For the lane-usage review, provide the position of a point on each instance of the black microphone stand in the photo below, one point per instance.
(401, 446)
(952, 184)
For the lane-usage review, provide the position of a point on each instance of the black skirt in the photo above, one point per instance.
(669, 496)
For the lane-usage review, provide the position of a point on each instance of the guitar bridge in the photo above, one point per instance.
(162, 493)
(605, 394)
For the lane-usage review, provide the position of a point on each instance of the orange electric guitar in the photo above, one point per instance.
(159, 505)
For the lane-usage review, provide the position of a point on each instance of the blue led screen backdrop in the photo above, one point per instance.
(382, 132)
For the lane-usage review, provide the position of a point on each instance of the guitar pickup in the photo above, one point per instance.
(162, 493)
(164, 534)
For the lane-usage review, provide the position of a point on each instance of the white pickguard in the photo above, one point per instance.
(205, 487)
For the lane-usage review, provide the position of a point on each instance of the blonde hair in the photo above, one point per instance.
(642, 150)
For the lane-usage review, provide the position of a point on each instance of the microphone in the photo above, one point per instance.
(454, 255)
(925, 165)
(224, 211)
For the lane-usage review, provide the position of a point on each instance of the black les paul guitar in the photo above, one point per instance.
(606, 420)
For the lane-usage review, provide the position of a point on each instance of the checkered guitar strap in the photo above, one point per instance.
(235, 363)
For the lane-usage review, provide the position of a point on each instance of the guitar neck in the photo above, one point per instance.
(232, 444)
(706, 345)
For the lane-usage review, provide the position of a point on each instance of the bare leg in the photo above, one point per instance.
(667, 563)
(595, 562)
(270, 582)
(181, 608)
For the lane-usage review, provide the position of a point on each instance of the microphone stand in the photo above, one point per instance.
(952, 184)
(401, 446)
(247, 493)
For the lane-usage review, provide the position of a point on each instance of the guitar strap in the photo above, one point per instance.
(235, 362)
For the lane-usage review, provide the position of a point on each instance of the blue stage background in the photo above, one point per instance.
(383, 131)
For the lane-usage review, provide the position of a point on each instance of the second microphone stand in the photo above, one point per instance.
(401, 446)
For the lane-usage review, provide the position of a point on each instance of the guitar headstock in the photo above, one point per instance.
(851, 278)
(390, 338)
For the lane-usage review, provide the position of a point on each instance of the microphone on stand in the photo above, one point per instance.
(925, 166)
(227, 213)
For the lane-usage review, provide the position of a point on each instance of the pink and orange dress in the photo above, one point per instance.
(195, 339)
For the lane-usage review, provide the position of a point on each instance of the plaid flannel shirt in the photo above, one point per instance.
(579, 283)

◇ ◇ ◇ ◇ ◇

▸ **Set task**: Can you rewrite the material from the line containing "of the plaid" through the end, swapping "plaid flannel shirt" for "checkered flannel shirt" and leaving everything else the same?

▸ **Written solution**:
For the lane-usage review, provide the position of a point on each instance of the checkered flannel shirt in the photo above, one point per instance.
(579, 283)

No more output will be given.